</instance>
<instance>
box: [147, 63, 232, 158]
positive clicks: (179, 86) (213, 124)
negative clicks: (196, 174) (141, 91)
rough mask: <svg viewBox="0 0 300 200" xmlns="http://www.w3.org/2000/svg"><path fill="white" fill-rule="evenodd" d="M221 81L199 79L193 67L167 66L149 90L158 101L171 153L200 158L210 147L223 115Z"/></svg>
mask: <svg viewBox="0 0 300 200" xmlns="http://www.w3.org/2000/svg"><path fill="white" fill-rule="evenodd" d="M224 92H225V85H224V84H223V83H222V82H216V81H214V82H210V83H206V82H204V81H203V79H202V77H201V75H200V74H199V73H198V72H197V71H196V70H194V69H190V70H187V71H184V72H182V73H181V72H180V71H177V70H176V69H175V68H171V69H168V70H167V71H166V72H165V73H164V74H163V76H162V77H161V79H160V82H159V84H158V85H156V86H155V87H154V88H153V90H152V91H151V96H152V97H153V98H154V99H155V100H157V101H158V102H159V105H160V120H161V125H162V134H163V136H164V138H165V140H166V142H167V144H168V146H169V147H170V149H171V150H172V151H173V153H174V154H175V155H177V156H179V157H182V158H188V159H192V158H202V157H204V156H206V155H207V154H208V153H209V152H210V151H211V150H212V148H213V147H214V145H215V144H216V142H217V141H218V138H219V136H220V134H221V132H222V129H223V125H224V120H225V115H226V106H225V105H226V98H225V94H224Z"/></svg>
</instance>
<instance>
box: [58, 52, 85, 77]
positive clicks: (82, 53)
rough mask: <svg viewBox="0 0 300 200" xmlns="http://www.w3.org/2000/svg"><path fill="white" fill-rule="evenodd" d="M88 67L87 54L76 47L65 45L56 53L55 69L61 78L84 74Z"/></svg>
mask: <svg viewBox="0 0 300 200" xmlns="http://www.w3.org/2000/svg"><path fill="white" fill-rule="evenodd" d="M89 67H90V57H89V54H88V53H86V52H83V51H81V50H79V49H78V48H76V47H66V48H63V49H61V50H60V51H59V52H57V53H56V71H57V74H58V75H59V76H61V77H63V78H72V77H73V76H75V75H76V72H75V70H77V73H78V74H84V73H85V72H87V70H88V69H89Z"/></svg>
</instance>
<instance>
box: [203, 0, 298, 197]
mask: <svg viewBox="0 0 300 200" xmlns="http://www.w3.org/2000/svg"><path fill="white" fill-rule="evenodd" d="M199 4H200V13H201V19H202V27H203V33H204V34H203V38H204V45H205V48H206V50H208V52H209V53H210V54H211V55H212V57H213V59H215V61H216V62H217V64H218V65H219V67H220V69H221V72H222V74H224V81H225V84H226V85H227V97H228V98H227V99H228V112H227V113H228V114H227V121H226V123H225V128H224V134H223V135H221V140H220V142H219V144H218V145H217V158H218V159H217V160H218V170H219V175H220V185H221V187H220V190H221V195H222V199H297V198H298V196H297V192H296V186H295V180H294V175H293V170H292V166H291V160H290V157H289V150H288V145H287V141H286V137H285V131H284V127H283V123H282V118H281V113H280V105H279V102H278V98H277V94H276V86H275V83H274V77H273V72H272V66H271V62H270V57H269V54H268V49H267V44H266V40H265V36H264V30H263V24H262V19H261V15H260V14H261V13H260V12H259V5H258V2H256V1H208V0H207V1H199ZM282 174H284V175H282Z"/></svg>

● WHAT THE EXERCISE ASKS: Quote the data above in full, changing nothing.

● EXERCISE RESULT:
</instance>
<instance>
box: [147, 63, 232, 158]
positive clicks: (179, 86) (213, 124)
negative clicks: (196, 174) (141, 91)
rough mask: <svg viewBox="0 0 300 200" xmlns="http://www.w3.org/2000/svg"><path fill="white" fill-rule="evenodd" d="M221 81L199 79L193 67L167 66L149 90L158 101L171 153L200 158L210 147L223 115Z"/></svg>
mask: <svg viewBox="0 0 300 200" xmlns="http://www.w3.org/2000/svg"><path fill="white" fill-rule="evenodd" d="M224 92H225V85H224V84H223V83H222V82H216V81H214V82H210V83H206V82H204V81H203V79H202V77H201V75H200V74H199V73H198V72H197V71H196V70H194V69H190V70H187V71H184V72H182V73H181V72H180V71H177V70H176V69H175V68H171V69H168V70H167V71H166V72H165V73H164V74H163V76H162V77H161V79H160V82H159V84H158V85H156V86H155V87H154V88H153V90H152V91H151V96H152V97H153V98H154V99H155V100H157V101H158V102H159V105H160V120H161V125H162V134H163V136H164V138H165V140H166V142H167V144H168V146H169V147H170V149H171V150H172V151H173V153H174V154H175V155H177V156H179V157H182V158H188V159H192V158H202V157H204V156H206V155H207V154H208V153H209V152H210V151H211V150H212V148H213V147H214V145H215V144H216V142H217V141H218V138H219V136H220V134H221V132H222V129H223V125H224V120H225V115H226V106H225V105H226V98H225V94H224Z"/></svg>
</instance>
<instance>
box: [58, 52, 85, 77]
positive clicks: (82, 53)
rough mask: <svg viewBox="0 0 300 200" xmlns="http://www.w3.org/2000/svg"><path fill="white" fill-rule="evenodd" d="M88 67L87 54L76 47L65 45L56 53L55 69L61 78L84 74Z"/></svg>
mask: <svg viewBox="0 0 300 200" xmlns="http://www.w3.org/2000/svg"><path fill="white" fill-rule="evenodd" d="M89 67H90V57H89V54H88V53H86V52H83V51H81V50H79V49H78V48H76V47H66V48H63V49H61V50H60V51H59V52H57V53H56V71H57V74H58V75H59V76H61V77H63V78H72V77H73V76H75V75H76V72H75V70H77V73H78V74H84V73H85V72H87V70H88V69H89Z"/></svg>
</instance>
<instance>
box: [203, 0, 298, 197]
mask: <svg viewBox="0 0 300 200" xmlns="http://www.w3.org/2000/svg"><path fill="white" fill-rule="evenodd" d="M199 4H200V13H201V19H202V27H203V33H204V34H203V38H204V45H205V48H206V50H208V52H209V53H210V54H211V55H212V57H213V59H215V61H216V62H217V64H218V65H219V67H220V69H221V72H222V74H224V81H225V84H226V85H227V97H228V98H227V99H228V112H227V113H228V114H227V121H226V123H225V128H224V134H223V135H221V140H220V142H219V144H218V145H217V158H218V159H217V160H218V170H219V175H220V185H221V187H220V190H221V195H222V199H297V198H298V196H297V192H296V186H295V180H294V175H293V170H292V166H291V160H290V157H289V150H288V145H287V141H286V137H285V131H284V127H283V123H282V118H281V113H280V105H279V102H278V98H277V94H276V86H275V83H274V77H273V72H272V66H271V62H270V57H269V54H268V49H267V44H266V40H265V36H264V30H263V24H262V19H261V15H260V14H261V13H260V12H259V5H258V2H256V1H208V0H207V1H199ZM282 174H284V175H282Z"/></svg>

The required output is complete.